* **Point-per-instance localization data**:

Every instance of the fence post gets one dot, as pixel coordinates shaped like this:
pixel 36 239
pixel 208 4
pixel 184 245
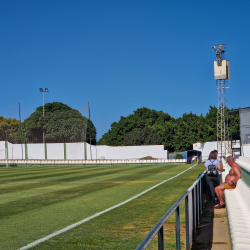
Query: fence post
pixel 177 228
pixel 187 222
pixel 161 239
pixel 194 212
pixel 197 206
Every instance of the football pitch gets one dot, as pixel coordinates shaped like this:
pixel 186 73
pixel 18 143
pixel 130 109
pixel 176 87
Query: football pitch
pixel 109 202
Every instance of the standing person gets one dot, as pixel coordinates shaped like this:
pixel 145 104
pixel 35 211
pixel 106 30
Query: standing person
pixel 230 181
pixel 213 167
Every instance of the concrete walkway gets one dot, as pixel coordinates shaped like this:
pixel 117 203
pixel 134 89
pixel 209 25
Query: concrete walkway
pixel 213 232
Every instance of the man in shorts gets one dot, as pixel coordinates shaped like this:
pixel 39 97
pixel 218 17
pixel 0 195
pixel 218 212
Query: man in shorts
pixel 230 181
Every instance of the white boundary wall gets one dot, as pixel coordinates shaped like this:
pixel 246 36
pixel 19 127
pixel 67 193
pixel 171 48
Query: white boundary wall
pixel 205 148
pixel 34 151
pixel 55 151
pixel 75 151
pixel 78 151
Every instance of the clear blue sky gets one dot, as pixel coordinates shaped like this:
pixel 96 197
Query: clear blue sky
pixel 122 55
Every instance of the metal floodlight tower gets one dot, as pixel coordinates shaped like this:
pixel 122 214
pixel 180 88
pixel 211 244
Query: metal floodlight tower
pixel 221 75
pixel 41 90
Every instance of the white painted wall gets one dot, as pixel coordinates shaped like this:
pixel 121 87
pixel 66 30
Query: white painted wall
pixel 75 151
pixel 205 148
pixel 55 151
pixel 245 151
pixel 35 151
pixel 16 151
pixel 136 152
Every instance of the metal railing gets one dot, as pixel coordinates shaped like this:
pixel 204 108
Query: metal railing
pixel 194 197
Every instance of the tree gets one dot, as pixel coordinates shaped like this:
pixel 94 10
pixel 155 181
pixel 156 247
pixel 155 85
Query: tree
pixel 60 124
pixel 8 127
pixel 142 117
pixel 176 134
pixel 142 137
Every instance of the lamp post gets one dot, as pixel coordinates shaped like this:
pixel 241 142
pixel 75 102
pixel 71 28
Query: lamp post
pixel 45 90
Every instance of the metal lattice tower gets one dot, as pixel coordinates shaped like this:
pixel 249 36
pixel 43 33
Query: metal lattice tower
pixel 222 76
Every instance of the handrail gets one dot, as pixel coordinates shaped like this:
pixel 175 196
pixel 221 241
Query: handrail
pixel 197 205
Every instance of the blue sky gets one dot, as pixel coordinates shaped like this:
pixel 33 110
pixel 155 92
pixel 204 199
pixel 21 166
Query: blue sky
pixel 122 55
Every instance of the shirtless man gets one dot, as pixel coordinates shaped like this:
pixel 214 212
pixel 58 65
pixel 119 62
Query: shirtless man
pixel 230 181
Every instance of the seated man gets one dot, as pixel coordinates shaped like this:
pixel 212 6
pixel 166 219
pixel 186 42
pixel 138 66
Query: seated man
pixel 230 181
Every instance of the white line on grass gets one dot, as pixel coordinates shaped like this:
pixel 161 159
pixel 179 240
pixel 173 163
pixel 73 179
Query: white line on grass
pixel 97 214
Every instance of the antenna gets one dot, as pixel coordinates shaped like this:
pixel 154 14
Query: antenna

* **TASK ITEM**: Beginning with the line that has "pixel 204 199", set down every line of the entries above through the final one, unchanged.

* **RESULT OF THE TASK**:
pixel 204 199
pixel 21 166
Query: blue sky
pixel 122 55
Every instance of the shirtless man gets one dot, as pixel coordinates shaped like this:
pixel 214 212
pixel 58 65
pixel 119 62
Query: shirtless man
pixel 230 181
Every instance of the seated man gets one dot, as pixel coordinates shaped like this:
pixel 212 6
pixel 166 219
pixel 186 42
pixel 138 66
Query: seated man
pixel 230 181
Every instance of the white line on grass gets one dot, as pixel coordinates shaped like this:
pixel 161 159
pixel 179 240
pixel 173 163
pixel 73 179
Query: white line on grass
pixel 97 214
Every instance of the antenna gets one dot, as pixel coordinates shaped like this:
pixel 154 14
Query: antenna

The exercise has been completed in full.